| Object point labels |

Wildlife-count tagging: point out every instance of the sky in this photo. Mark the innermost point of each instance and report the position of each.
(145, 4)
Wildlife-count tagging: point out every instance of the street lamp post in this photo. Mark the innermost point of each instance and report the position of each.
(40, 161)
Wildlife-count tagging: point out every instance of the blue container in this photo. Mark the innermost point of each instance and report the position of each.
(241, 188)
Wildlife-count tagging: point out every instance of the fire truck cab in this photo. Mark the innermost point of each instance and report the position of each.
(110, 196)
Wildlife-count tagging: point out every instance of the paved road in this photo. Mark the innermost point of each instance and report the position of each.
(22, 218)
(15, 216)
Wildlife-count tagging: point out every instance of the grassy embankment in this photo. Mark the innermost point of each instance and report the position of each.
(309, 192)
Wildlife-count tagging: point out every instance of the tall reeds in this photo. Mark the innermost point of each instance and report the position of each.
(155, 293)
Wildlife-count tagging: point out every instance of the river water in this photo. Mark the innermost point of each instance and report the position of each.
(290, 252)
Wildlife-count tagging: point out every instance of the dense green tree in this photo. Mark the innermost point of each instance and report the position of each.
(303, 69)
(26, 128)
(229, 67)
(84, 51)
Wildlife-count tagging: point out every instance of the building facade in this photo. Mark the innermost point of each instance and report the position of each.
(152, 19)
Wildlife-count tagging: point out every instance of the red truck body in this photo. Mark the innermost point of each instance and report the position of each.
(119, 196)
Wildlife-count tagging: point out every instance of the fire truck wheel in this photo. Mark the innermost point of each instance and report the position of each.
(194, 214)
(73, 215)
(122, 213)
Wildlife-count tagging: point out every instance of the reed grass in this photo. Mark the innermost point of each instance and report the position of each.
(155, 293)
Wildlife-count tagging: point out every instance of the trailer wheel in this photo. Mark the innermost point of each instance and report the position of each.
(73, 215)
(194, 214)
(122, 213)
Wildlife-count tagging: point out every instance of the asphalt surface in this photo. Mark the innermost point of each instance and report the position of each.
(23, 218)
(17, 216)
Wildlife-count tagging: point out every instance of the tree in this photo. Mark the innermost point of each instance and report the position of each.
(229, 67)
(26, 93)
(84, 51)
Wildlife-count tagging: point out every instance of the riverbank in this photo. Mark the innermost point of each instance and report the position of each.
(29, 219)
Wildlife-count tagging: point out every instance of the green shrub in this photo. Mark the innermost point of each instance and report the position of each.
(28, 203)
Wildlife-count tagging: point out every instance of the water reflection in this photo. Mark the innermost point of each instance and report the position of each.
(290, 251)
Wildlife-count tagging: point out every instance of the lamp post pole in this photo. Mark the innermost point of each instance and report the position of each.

| Brief |
Rewrite the records from the line containing "Wildlife-count tagging: point out every instance of the trailer" through the end of the records, changing "asphalt surface" to "road surface" and leaving everything else as it is.

| Result |
Wildlife-count tagging: point out every instance of the trailer wheel in this photo. Mark the innermost point of each instance and report the position of each.
(73, 215)
(194, 214)
(122, 213)
Wildlife-count tagging: point out every instance of the road surface in this photo. Mark the innermost point of each instance and report the position of each.
(23, 218)
(17, 216)
Wildlife-count tagging: point out every instance of the tree in this photo. Mark the innermost point of each instance and report the position of each.
(229, 67)
(26, 93)
(84, 51)
Wildlife-count tagging: point out every instance of the riverbank in this photo. Mark the innermost point of each instance and report the position of each.
(29, 219)
Wildlife-count tagging: point out every instance of the green shrub in this photo. Mark the innermost point of each instance and report the position of each.
(28, 203)
Wildlife-count tagging: point out every instance of the water reflection in this photo. Mark the innermost point of each instance and report the position of each.
(290, 251)
Wildlife-count tagging: point out every instance of the lamp post pole in this photo. Mark the innermost point of each instance and report the position of each.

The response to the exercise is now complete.